◆ **TEXT SEGMENT**:
☆ ☆ ☆
Iceland's Health Minister Took 47 Million Kronur Through Hospital Partnership, Disclosed Only Part
- Möller's partnership with husband Torfi Fjalar Jónasson collected 47 million kronur total from Akureyri Hospital through contractor arrangements, of which roughly 30 million remained after facility fees
- Payments for cardiac ultrasound examinations — over 9 million kronur in 2023 alone — were initially omitted from Möller's disclosures to parliament
- Möller exited the partnership on 2 October as scrutiny intensified; the company was promptly renamed from 'Jónasson og Möller' to 'Mánaberg'
- Opposition MP Ingibjörg Isaksen links the hospital director's forced departure to the husband's expressed no-confidence in hospital management over the contractor dispute
Iceland's Health Minister Alma Möller co-owned a partnership company that collected roughly 47 million kronur in contractor payments from Akureyri Hospital — the same institution whose director recently resigned after Möller's ministry advertised her position as vacant. RÚV reports that over 9 million kronur in payments for cardiac ultrasound examinations in 2023 were initially left out of Möller's disclosures to the Althingi (Iceland's parliament), emerging only after the newsroom pressed for details. The payments were made to a partnership Möller co-founded with her husband, cardiologist Torfi Fjalar Jónasson, who is both a salaried employee of the hospital and a contractor billing it through the same entity.
☆ ☆ ☆
◆ **EXPLORE THE MATERIAL**:
**A)** In the article on Iceland's health minister, what new name was given to the partnership company after Möller left it?
**B)** Summarize the article on Iceland's health minister in two sentences.
**C)** Carry on with the article about Möller and the Akureyri Hospital payments from the point where it stops.

◆ **STORED DATA**:
☆ ☆ ☆
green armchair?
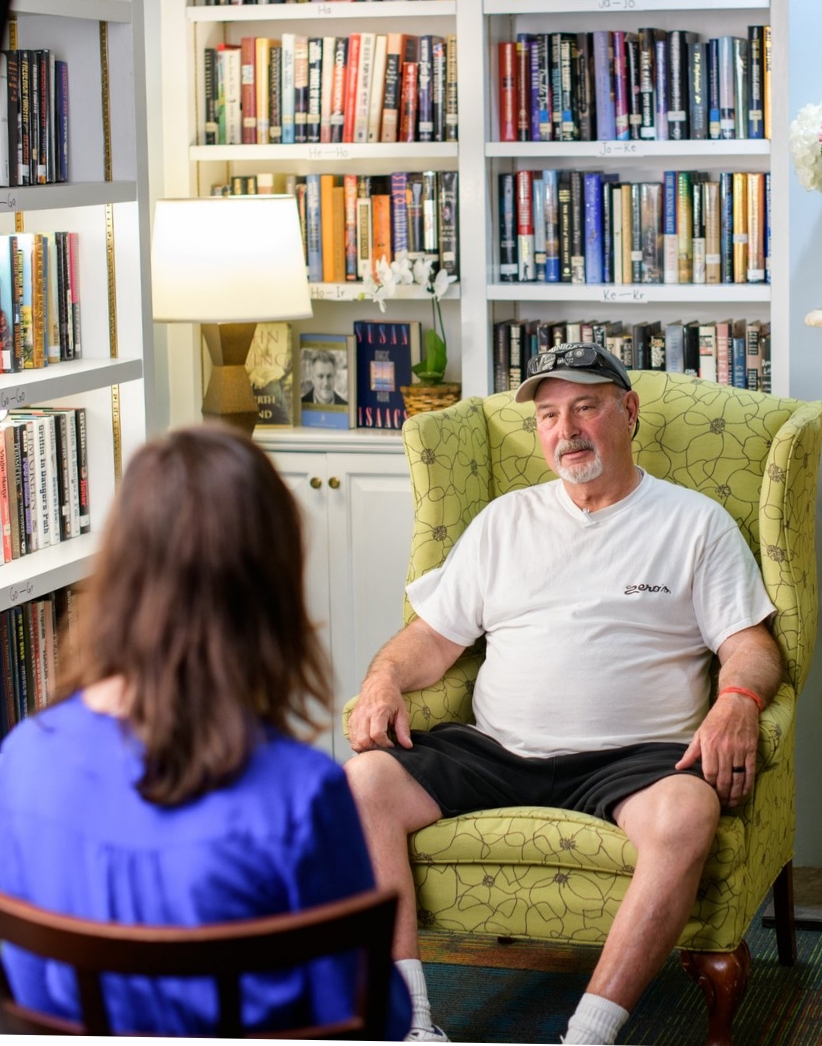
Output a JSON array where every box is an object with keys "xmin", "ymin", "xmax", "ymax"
[{"xmin": 347, "ymin": 371, "xmax": 822, "ymax": 1046}]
☆ ☆ ☆
◆ **ANSWERS FOR THIS EXERCISE**:
**A)** It was renamed from 'Jónasson og Möller' to 'Mánaberg'.

**B)** Health Minister Alma Möller co-owned a partnership with her husband, cardiologist Torfi Fjalar Jónasson, that collected about 47 million kronur in contractor payments from Akureyri Hospital, roughly 30 million of which remained after facility fees. Over 9 million kronur in 2023 payments for cardiac ultrasound examinations were initially left out of her disclosures to the Althingi, and she exited the partnership on 2 October as scrutiny intensified.

**C)**
The arrangement worked like this: Jónasson performed cardiac procedures and ultrasound examinations at Akureyri Hospital as a contractor, billing through the partnership in which Möller held a 30 percent stake since its founding in 2012. Of the 47 million kronur total, roughly 17 million went back to the hospital as facility fees, leaving the partnership with over 30 million in net revenue. When the hospital moved last autumn to terminate contractor agreements with thirteen doctors — including Jónasson — on grounds that the arrangements constituted sham contracting, the affected physicians pushed back hard enough to delay the terminations until September 2025.
What happened next is where the conflict-of-interest questions sharpen. Ingibjörg Isaksen, an MP from the Progressive Party (Framsóknarflokkurinn), told parliament that Jónasson had expressed no confidence in the hospital's management over the contractor dispute. Shortly after, Möller's ministry decided to advertise the hospital director's position — effectively forcing out Hildigunnur Svavarsdóttir, who resigned immediately. Svavarsdóttir has declined to comment. Isaksen has now directly questioned whether Möller is fit to appoint the hospital's next director, given her financial ties to the institution through her husband.
Möller exited the partnership on 2 October, the same period media scrutiny intensified. The company was renamed from "Jónasson og Möller slf." to "Mánaberg slf." — a cosmetic change that does nothing to unwind the years of payments already received. On 6 October, Möller told the Althingi she would recuse herself from matters related to the contractor agreements at Akureyri Hospital. Isaksen argues the recusal came too late, given that the partnership had been collecting payments for over a decade.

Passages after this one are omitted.